Monthly Archives: June 2011

Creativity in Daily Life

In the last week, my “unnecessary” creative efforts as part of 30 Days of Creativity have been small: doodles, sketches, paragraphs, jokes, and improvisations. Nothing worth sharing.

What is worth sharing is a shift in my awareness. My subconscious has been seeking out what might count as the “something” in “make something every day.” As a result, I have been noticing small moments of creativity throughout my day.  I have noticed many ways I am creative in my life that I generally ignore or discount.

In small ways, I try to make beauty in my house: gardening, cleaning, playing music, laying an attractive table. I also use my creativity as I make plans and decisions: like summer vacation schedules and plans for how to get children to willingly do mundane tasks.

> [Recorded information]
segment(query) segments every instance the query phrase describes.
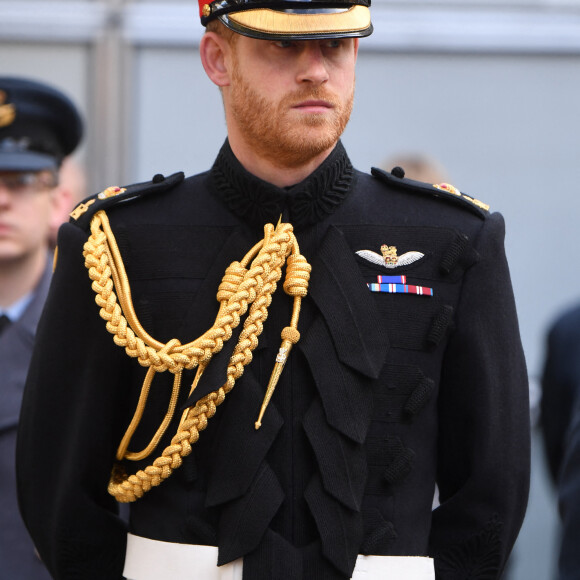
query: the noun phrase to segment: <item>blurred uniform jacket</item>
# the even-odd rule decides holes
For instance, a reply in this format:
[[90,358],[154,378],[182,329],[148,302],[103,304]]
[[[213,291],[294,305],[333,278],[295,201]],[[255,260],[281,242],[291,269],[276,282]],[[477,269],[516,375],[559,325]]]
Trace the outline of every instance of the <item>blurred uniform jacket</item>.
[[[219,563],[243,556],[252,580],[347,579],[359,553],[429,554],[438,579],[500,576],[529,479],[503,219],[392,181],[354,170],[339,143],[304,182],[279,189],[246,172],[226,142],[207,173],[158,177],[134,189],[139,199],[103,202],[138,318],[163,342],[211,327],[225,268],[280,215],[312,265],[301,340],[261,429],[254,422],[291,315],[281,288],[253,362],[191,455],[131,505],[132,533],[219,546]],[[107,482],[146,369],[99,317],[82,255],[88,216],[60,231],[18,467],[23,513],[54,577],[105,580],[121,577],[126,533]],[[356,254],[383,244],[424,256],[386,270]],[[378,275],[406,275],[434,296],[371,292]],[[132,450],[165,414],[164,375]],[[200,383],[195,397],[220,384]],[[165,448],[181,408],[155,455],[130,472]]]
[[20,517],[14,464],[24,383],[51,273],[52,260],[22,316],[0,335],[0,577],[10,580],[50,578]]
[[577,580],[580,571],[580,397],[576,397],[558,482],[562,536],[558,580]]
[[550,474],[558,481],[574,402],[580,393],[580,307],[563,313],[548,333],[540,403]]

> [Tasks to carry out]
1. List the small creative efforts named in the post on creativity in daily life.
2. Continue the post on creativity in daily life, starting after its last sentence.
The data comes from a different source than the text.

> [Responses per task]
1. doodles, sketches, paragraphs, jokes, improvisations

2.
But, I also generate many things that did not previously exist. In the past week, I have made:

  • meals – lots of them, including several new-to-me recipes, several recipes I invented, and several recipes I modified;
  • lesson plans and custom worksheets;
  • alterations – to make clothes fit, both for costumes and for general life;
  • repairs – of damaged toys and books; and
  • jokes, games, and stories to entertain my kids.

By changing my awareness to include a broad range of “creativity” rather than focusing solely on the artistic products of my endeavours, I have noticed that my life is infused with creativity. It isn’t that I am being more creative. I am simply seeing the creativity that is so natural to me that it escapes my awareness most of the time.

Are you more creative than you notice?


Making Art From Life

At the 2011 Ontario Writers’ Conference, Wayson Choy used an exercise to demonstrate the power of craft. He gave us half sheets of paper and asked us to tear and fold the paper to make a butterfly.

We dutifully tore and folded and made ugly butterflies. When we had demonstrated our work, Choy stood in front of us, folded his paper to make a crease marking a square, tore the paper to leave the square, and quickly folded a beautiful origami butterfly.

As he explained it, the original paper is our life experience. Through craft, we learn to recognize where we must prune and how we must shape this experience to make beauty.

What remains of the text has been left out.